Word for word, transcribe the records that follow.

* * *

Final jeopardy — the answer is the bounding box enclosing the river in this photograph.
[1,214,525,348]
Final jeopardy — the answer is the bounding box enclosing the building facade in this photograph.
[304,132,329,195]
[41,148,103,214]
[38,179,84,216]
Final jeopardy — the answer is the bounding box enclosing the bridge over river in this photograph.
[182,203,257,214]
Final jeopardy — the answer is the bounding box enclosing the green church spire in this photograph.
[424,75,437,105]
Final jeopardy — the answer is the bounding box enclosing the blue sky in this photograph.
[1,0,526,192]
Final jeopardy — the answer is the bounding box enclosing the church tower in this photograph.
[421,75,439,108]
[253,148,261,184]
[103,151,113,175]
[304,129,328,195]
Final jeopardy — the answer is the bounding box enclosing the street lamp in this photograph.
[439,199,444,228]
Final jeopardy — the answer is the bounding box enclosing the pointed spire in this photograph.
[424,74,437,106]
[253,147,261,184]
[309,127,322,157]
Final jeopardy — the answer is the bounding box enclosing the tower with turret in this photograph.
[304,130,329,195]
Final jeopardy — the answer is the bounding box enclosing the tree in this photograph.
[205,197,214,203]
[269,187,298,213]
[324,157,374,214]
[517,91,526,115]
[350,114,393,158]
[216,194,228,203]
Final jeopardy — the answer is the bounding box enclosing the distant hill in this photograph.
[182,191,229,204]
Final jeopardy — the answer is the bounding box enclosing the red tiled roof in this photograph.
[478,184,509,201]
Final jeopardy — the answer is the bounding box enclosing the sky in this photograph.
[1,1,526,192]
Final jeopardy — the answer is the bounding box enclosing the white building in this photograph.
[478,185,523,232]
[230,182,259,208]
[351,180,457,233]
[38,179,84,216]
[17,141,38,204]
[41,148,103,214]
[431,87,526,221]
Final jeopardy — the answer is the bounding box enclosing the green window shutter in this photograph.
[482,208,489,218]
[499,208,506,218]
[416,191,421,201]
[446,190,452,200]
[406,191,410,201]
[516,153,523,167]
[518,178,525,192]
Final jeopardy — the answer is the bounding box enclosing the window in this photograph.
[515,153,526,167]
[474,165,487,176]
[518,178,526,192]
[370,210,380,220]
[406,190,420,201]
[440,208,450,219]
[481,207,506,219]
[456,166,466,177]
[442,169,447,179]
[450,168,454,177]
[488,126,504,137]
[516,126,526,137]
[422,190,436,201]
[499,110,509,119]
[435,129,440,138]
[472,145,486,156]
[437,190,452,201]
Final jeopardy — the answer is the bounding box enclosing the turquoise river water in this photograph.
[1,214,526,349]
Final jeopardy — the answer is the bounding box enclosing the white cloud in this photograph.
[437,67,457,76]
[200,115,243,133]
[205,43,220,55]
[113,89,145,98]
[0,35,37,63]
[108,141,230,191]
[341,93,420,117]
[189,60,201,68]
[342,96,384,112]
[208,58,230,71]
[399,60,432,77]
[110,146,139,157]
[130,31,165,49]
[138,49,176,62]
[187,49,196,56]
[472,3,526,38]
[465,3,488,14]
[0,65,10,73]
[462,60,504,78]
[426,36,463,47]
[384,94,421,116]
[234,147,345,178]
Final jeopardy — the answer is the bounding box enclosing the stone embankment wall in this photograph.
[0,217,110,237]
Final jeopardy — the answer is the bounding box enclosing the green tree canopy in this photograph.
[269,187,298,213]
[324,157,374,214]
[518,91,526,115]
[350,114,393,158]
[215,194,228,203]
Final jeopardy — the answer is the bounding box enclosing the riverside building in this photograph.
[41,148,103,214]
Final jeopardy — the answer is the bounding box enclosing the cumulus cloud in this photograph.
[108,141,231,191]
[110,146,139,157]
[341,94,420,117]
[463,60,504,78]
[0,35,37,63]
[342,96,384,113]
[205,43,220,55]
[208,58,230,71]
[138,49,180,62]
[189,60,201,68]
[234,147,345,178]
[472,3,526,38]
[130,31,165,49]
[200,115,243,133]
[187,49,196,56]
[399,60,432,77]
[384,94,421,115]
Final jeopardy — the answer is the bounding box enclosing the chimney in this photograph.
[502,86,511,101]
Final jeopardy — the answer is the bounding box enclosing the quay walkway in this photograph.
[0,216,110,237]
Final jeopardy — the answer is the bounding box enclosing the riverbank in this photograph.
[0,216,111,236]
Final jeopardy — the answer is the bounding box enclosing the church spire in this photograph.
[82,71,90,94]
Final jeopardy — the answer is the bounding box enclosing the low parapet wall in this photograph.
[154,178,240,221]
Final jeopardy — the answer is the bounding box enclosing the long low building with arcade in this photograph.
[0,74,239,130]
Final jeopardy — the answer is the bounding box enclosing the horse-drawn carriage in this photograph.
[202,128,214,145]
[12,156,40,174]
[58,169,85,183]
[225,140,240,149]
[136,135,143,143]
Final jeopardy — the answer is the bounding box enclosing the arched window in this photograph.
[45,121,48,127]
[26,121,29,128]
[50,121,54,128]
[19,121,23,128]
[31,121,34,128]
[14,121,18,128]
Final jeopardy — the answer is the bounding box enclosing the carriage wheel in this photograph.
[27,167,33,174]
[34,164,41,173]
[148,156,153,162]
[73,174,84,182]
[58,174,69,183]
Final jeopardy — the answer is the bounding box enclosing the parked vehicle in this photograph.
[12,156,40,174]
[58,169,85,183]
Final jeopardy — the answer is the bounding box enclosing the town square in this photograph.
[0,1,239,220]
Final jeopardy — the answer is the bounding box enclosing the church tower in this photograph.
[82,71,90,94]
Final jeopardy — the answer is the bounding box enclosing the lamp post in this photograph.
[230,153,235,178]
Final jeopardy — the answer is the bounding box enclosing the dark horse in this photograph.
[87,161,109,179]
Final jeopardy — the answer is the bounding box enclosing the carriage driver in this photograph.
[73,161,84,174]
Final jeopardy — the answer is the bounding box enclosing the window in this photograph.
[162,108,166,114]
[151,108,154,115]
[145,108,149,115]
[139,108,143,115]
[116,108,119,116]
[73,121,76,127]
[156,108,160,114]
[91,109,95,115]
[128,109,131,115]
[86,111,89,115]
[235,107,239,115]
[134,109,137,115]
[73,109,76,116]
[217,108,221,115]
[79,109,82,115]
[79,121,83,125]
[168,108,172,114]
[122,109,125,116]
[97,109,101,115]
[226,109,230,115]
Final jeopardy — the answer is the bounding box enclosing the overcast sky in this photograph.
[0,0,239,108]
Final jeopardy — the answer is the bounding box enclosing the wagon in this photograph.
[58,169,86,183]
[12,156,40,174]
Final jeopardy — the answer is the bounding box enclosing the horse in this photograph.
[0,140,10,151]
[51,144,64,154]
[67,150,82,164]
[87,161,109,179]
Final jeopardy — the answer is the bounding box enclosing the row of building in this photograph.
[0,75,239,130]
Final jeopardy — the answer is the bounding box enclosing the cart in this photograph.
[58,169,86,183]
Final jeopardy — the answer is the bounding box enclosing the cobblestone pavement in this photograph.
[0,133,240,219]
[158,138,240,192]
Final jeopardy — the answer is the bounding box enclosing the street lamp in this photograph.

* * *

## SOLUTION FOR THIS EXERCISE
Final jeopardy — the answer is the bounding box enclosing the river in this photograph.
[1,214,525,348]
Final jeopardy — the answer is the bounding box enclosing the building facade in this photograph.
[304,132,329,195]
[41,148,103,214]
[38,179,84,216]
Final jeopardy — the answer is the bounding box enclosing the bridge over river in this photograph.
[182,203,257,214]
Final jeopardy — the answer is the bounding box enclosing the green church spire in this photograph.
[424,75,437,105]
Final jeopardy — the answer is the bounding box enclosing the blue sky in this photograph.
[1,0,526,192]
Final jeopardy — the answer is the bounding box enclosing the church tower in this photograph.
[421,75,439,108]
[253,148,261,184]
[103,151,113,175]
[304,129,328,195]
Final jeopardy — the answer is the bounding box enclosing the street lamp in this photograph.
[439,199,444,228]
Final jeopardy — the answer is the bounding box enclosing the pointed spire in this photograph.
[424,74,437,106]
[253,147,261,184]
[309,127,322,157]
Final jeopardy — the answer is the bounding box enclosing the tower with turret in this photograph.
[304,130,329,195]
Final jeopardy — the answer is the bounding box enclosing the tree in this photograph.
[205,197,214,203]
[269,187,298,213]
[324,157,374,214]
[517,91,526,115]
[350,114,393,158]
[216,194,228,203]
Final jeopardy — the answer is the bounding box enclosing the distant hill in this photograph.
[182,191,229,204]
Final jeopardy — the answer is the bounding box enclosing the red tiled roof in this photograph.
[478,184,509,201]
Final jeopardy — the answer is the bounding box enclosing the sky in this photograph.
[1,1,526,192]
Final jeopardy — the answer is the bounding box enclosing the white building in this photograph.
[478,185,523,232]
[230,182,259,208]
[351,180,457,233]
[38,179,84,216]
[17,141,38,204]
[41,148,103,214]
[431,87,526,221]
Final jeopardy — the answer is the bounding box enclosing the green window shutter in this photograph.
[482,208,489,218]
[499,208,506,218]
[416,191,421,201]
[446,190,452,200]
[406,191,410,201]
[516,153,523,167]
[518,178,525,192]
Final jeopardy — the answer is the bounding box enclosing the window in this photograph.
[515,153,526,167]
[474,165,487,176]
[518,178,526,192]
[370,210,380,220]
[406,190,420,201]
[440,208,450,219]
[481,207,506,219]
[456,166,466,177]
[442,169,447,179]
[450,168,454,177]
[488,126,504,137]
[516,126,526,137]
[422,190,436,201]
[499,110,509,119]
[435,129,440,138]
[472,145,486,156]
[437,190,452,201]
Final jeopardy — the answer is the bounding box enclosing the turquoise river water in this photograph.
[1,214,526,349]
Final jeopardy — the answer is the bounding box enclosing the white cloud in this photograph.
[437,67,457,76]
[200,115,243,133]
[205,43,220,55]
[113,89,145,98]
[0,35,37,63]
[108,141,230,191]
[341,93,420,117]
[189,60,201,68]
[342,96,384,112]
[208,58,230,71]
[399,60,432,77]
[110,146,139,157]
[130,31,165,49]
[138,49,176,62]
[187,49,196,56]
[472,3,526,38]
[465,3,488,14]
[0,65,10,73]
[462,60,504,78]
[426,36,463,47]
[384,94,421,116]
[234,147,345,178]
Final jeopardy — the answer is the bounding box enclosing the stone embankment wall in this photograph.
[0,217,110,237]
Final jeopardy — the answer is the bounding box enclosing the green tree canopy in this photograph.
[269,187,298,213]
[324,157,374,214]
[518,91,526,115]
[350,114,393,158]
[215,194,228,203]
Final jeopardy — the answer is the bounding box enclosing the riverside building in this photograph.
[41,148,103,214]
Final jeopardy — the answer is the bounding box enclosing the cumulus cloud in this photograph.
[108,141,231,191]
[110,146,139,157]
[341,94,420,117]
[463,60,504,78]
[0,35,37,63]
[342,96,384,113]
[205,43,220,55]
[208,58,230,71]
[138,49,180,62]
[189,60,201,68]
[234,147,345,178]
[472,3,526,38]
[130,31,165,49]
[200,115,243,133]
[187,49,196,56]
[399,60,432,77]
[384,94,421,115]
Final jeopardy — the answer is the bounding box enclosing the chimney in this photograph.
[502,86,511,101]
Final jeopardy — the answer is the bounding box enclosing the quay walkway in this photograph.
[0,216,110,237]
Final jeopardy — the answer is the bounding box enclosing the riverbank in this photograph.
[0,216,111,236]
Final jeopardy — the answer is the bounding box enclosing the church spire in this photograph.
[82,71,90,94]
Final jeopardy — the answer is the bounding box enclosing the low parapet wall in this photograph.
[154,178,240,221]
Final jeopardy — the answer is the bounding box enclosing the long low building with arcade in this photograph.
[0,74,239,130]
Final jeopardy — the answer is the bounding box enclosing the horse-drawn carriage in this photograph.
[202,128,214,145]
[12,156,40,174]
[58,169,85,183]
[225,140,240,149]
[136,135,143,143]
Final jeopardy — the answer is the bounding box enclosing the arched window in this photograph.
[45,121,48,127]
[26,121,29,128]
[50,121,54,128]
[19,121,23,128]
[31,121,34,128]
[14,121,18,128]
Final jeopardy — the answer is the bounding box enclosing the carriage wheel in this photograph.
[27,167,33,174]
[34,164,41,173]
[148,156,153,162]
[73,174,84,182]
[58,174,69,183]
Final jeopardy — the answer is the bounding box enclosing the parked vehicle in this photograph.
[12,156,40,174]
[58,169,85,183]
Final jeopardy — the answer is the bounding box enclosing the town square in this photograph.
[0,1,239,220]
Final jeopardy — the answer is the bounding box enclosing the church tower in this photograph.
[82,71,90,94]
Final jeopardy — the answer is the bounding box enclosing the lamp post in this photograph.
[230,153,235,178]
Final jeopardy — the answer is the bounding box enclosing the dark horse in this photograph.
[87,161,109,179]
Final jeopardy — the answer is the bounding box enclosing the carriage driver in this photograph.
[73,161,84,174]
Final jeopardy — the answer is the bounding box enclosing the window in this photograph.
[162,108,166,114]
[151,108,154,115]
[145,108,149,115]
[139,108,143,115]
[116,108,119,116]
[73,121,76,127]
[156,108,160,114]
[91,109,95,115]
[128,109,131,115]
[86,111,89,115]
[235,107,239,115]
[134,109,137,115]
[73,109,76,116]
[217,108,221,115]
[79,109,82,115]
[79,121,83,125]
[168,108,172,114]
[122,109,125,116]
[97,109,101,115]
[226,109,230,115]
Final jeopardy — the answer is the bounding box enclosing the overcast sky in this photograph.
[0,0,239,108]
Final jeopardy — the answer is the bounding box enclosing the wagon in this photograph.
[58,169,86,183]
[12,156,40,174]
Final jeopardy — the answer is the bounding box enclosing the horse in this photograph.
[0,140,10,151]
[51,144,64,154]
[67,150,82,164]
[87,161,109,179]
Final jeopardy — the answer is the bounding box enclosing the row of building in this photograph.
[0,75,239,130]
Final jeopardy — the answer is the bounding box enclosing the cart in this photograph.
[58,169,86,183]
Final jeopardy — the answer is the bounding box enclosing the cobblestone pavement in this photograph.
[0,133,240,219]
[158,138,240,192]
Final jeopardy — the answer is the bounding box enclosing the street lamp in this photograph.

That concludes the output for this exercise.